-- Testo fornito --

────────────────────────────────────────

Carnevali, topi, e performance. Fiorella Mancini attraverso il suo archivio. di ,

di , 1 Luglio 2025

Molte persone passeggiando per Venezia si chiedevano cosa fosse quello strano negozio in Campo Santo Stefano. Una boutique? Un inquietante negozio di vestiti? Una galleria d’arte? Personalmente quando ero più piccolo mi era stato detto che si trattava di un sexy shop.
A farlo pensare alla comunità veneziana era la presenza di due sculture firmate Gaetano K. Bodanza, che per la vetrina realizzò due nudi statuari, i quali furono obbligati dalle autorità a indossare slip per nascondere il sesso. Questo era uno dei molti elementi iconici che caratterizzavano Fiorella Gallery, il negozio che dalla sua apertura nel 1986 era divenuto emblema della pratica di Fiorella Mancini.

Nata a Ferrara nel 1943, Fiorella Mancini è stata un’artista, stilista, e performer, che, come il suo negozio, si è contraddistinta per stravaganza e interdisciplinarità, sviluppando una pratica che ha raccontato, e racconta tutt’ora, un modo unico di fare moda e politica, inevitabilmente legato al contesto veneziano. La “disturbatrice dell’effimero tradizionale”, come veniva soprannominata, fu attiva dagli anni Settanta fino al 2021, anno della sua scomparsa e che coincise con la chiusura di Fiorella Gallery.
Qui erano esposte e vendute le sue produzioni; lunghe giacche, vestaglie, corsetti, abiti aderenti di lycra, capi unisex caratterizzati da uno stile un po’ surrealista che mostra le influenze della storia della moda veneziana, del costume teatrale, e che strizzava l’occhio ai fetish moderni. Realizzati con pizzi, broccati e velluti in seta, e arricchiti ancora con piume di struzzo, vetrini di Murano e oggetti di tutti i tipi; Fiorella sperimentava con la produzione materiale, usando agenti chimici e tinte sui tessuti o la stampa per intervenire sui velluti a blocchi manuali. Queste raffiguravano spesso motivi ottocenteschi e i suoi temi ricorrenti, disturbanti e ossessivi: teschi, falci e martelli, svastiche, rapaci e moltissimi topi. Da sempre Fiorella era ricordata come una provocatrice del buon gusto, sfidandolo in tutto quello che faceva.

────────────────────────────────────────

(Voci di puntamento su oggetti etichettati)
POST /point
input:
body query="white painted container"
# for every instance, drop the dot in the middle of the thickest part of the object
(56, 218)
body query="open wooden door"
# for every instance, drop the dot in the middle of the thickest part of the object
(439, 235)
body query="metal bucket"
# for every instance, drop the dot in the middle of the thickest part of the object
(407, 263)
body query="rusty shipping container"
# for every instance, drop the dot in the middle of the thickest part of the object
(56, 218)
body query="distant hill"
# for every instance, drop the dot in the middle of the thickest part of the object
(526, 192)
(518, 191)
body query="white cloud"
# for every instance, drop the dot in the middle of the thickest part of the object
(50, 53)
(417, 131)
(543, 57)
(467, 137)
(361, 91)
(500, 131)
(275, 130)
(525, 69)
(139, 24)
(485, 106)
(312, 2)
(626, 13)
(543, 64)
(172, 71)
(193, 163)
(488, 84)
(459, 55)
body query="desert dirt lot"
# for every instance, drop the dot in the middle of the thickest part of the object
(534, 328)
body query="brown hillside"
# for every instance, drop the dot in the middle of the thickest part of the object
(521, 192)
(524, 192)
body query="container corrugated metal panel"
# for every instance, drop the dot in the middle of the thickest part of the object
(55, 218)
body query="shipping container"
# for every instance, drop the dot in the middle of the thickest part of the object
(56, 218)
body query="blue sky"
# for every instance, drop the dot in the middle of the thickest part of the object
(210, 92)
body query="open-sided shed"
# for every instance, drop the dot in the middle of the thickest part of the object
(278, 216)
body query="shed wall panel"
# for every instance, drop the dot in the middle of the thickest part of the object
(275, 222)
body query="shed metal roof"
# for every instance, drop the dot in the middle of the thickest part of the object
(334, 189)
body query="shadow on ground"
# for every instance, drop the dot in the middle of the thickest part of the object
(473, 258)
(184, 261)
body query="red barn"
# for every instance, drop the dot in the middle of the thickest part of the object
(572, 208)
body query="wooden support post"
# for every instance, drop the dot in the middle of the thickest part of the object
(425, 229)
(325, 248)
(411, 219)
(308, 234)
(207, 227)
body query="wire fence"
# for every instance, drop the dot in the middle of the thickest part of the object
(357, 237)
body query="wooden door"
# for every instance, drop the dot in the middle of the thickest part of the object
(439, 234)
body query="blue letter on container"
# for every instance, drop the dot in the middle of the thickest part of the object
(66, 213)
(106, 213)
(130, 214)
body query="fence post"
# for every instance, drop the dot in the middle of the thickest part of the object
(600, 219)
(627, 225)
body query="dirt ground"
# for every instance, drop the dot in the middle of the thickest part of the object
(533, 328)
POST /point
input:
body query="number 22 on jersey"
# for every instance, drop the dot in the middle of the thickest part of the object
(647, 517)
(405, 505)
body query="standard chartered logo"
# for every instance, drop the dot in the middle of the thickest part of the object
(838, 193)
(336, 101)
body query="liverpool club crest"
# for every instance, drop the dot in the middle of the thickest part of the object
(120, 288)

────────────────────────────────────────

-- Cosa si chiede --
Per favore, indica in che anno aprì Fiorella Gallery, stando al testo su Fiorella Mancini.

-- Risposta --
Nel 1986.